*Parties de l'exercice*.
A - Répondez à ces questions d'après le texte sur Images Vevey :
(i) Qui dirige la Biennale ?
(ii) Quelle surface dépassent les bâches tendues sur les façades des immeubles ?
(iii) Combien de temps Vevey se transforme-t-elle en haut lieu des arts visuels ?
B - Dressez la liste de tous les artistes dont les œuvres sont mentionnées dans le texte sur Images Vevey.
C - Prolongez le texte sur Images Vevey au-delà de sa dernière phrase.

*Texte fourni*.
Depuis 2008, Images Vevey se distingue des autres festivals par son concept original offrant une appréhension singulière des arts visuels en mêlant les projets en extérieur et en intérieur. Sa particularité est aussi d’embrasser toutes les formes de monstration sans considération hiérarchique.
Ainsi, les images de Tamara Janes & Natalia Funariu se transforment en rideau pour un projet pédagogique dédié à un jeune public présenté à L’Appartement, lieu d’exposition permanent de la Fondation Images Vevey qui gère le festival, et celles de Marion Zivera se transforment en bannières, flottant à proximité des rives du lac Léman.
Dans la ville, les photographies s’imposent aux visiteurs sur les façades des immeubles, imprimées sur des bâches de plus de 300 m2. Ainsi découvre-t-on Andreas Gursky, Candida Höfer ou Daido Moriyama au détour d’une rue tout comme la série « Sightless » de Paul Graham dans un jardin, dont les tirages, à taille humaine, recréent l’agitation de la foule de Times Square où elles ont été captées il y a plus de 20 ans.
Pendant trois semaines, la paisible ville de Vevey se transforme en haut lieu des arts visuels et en met plein la vue… Mais la Biennale dirigée par Stefano Stoll depuis 2008 ne saurait se réduire à son appréhension ludique des arts visuels et à ses grands noms. Elle propose aussi de nombreuses découvertes d’artistes contemporains. Et sous l’intitulé « (dis)connected entre passé et futur » se dessine un panorama de la variété des pratiques artistiques contemporaines, allant de l’usage d’outils classiques, tel l’appareil photo, à l’intelligence artificielle générative. En creux, le festival offre une exploration critique de notre époque.

*Données enregistrées*.

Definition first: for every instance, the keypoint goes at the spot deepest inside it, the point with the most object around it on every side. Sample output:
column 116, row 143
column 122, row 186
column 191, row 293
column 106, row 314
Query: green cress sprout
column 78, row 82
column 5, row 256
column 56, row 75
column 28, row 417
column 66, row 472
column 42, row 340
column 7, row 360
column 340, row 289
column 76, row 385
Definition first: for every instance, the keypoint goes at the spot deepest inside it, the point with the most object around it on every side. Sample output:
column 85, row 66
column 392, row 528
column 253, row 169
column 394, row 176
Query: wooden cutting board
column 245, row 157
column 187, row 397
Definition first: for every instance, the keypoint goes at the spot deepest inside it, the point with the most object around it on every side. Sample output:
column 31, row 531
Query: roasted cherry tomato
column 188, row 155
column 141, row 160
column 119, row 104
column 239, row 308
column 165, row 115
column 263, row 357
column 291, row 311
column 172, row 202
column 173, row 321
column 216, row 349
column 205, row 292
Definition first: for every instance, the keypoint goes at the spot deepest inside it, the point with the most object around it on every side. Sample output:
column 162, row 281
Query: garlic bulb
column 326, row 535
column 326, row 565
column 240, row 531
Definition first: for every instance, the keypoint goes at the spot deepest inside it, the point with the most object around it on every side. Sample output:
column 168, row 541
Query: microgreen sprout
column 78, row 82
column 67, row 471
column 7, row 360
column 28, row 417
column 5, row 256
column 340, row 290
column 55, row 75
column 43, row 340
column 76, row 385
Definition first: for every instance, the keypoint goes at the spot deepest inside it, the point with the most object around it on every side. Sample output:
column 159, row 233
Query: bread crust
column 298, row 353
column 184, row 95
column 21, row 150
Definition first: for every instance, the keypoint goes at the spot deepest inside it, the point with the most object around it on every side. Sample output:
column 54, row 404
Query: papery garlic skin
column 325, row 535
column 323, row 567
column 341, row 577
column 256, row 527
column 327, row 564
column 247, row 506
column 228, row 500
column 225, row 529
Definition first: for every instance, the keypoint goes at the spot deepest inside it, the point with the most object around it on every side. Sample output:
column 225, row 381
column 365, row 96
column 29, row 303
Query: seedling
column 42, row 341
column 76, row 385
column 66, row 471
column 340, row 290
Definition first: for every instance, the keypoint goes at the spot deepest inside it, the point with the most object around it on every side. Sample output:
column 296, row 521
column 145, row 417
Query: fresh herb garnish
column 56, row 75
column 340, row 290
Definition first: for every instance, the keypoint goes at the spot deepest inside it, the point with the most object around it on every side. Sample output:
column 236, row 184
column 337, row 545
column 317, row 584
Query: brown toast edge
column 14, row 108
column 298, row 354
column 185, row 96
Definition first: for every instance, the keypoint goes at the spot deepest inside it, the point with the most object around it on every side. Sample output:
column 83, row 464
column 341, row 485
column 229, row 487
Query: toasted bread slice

*Réponses aux consignes*.
A -
(i) Stefano Stoll
(ii) 300 m2
(iii) Trois semaines

B - Tamara Janes, Natalia Funariu, Marion Zivera, Andreas Gursky, Candida Höfer, Daido Moriyama, Paul Graham

C -
Le Suisse Romain Mader attire notre attention sur le pouvoir des algorithmes. Pour réaliser sa série « Get the look ! », il a suivi les recommandations des algorithmes lui suggérant des vêtements sur son ordinateur, commandant en ligne les blousons, tee-shirts et autres chaussures qui se sont affichés sur son écran, puis s’est improvisé mannequin devant l’objectif. « J’ai volontairement pris des poses exagérées, inspirées par les vidéos TikTok et celle des modèles des sites de vente en ligne présentant les vêtements », explique-t-il. Derrière l’humour et le ridicule de certains vêtements, Romain Mader nous fait prendre conscience de l’influence qu’exercent insidieusement les algorithmes sur notre manière de consommer.
Un travail engagé, donc, tout comme celui de Jack Latham consacré aux fermes à clics installées à l’autre bout du monde. Leurs actions visent à infléchir les algorithmes pour influencer nos opinions politiques ou encore nous rendre populaire. Le Britannique a enquêté en s’infiltrant dans ces « ateliers » clandestins en Asie. Présentée à L’Appartement, l’installation mêle images documentaires réalisées au Vietnam et à Hong Kong montrant l’envers du décor de la course aux followers et aux likes et l’aménagement en vraie grandeur de ces endroits où sont branchés des dizaines de téléphones portables permettant la validation des clics opérés des humains.
A l’église Sainte Claire, Oliver Frank Chanarin s’intéresse quant à lui aux robots des entrepôts des sites de commerce en ligne qui remplacent la main d’œuvre humaine. Son installation « A Perfect Sentence » met en scène un travail photographique traditionnel – des portraits en argentique réalisés lors d’un road trip dans l’Angleterre de l’après brexit –, et l’esthétique industrielle des usines. Dans l’exposition, un bras mécanique déplace les tirages encadrés, modifiant la scénographie de l’exposition devant les spectateurs, selon des algorithmes. « Je joue ainsi sur le contraste entre d’un côté la fragilité humaine avec des portraits intimes tirés en petits formats, et de l’autre la lourdeur et l’aspect mécanique des robots », explique Oliver Frank Chanarin.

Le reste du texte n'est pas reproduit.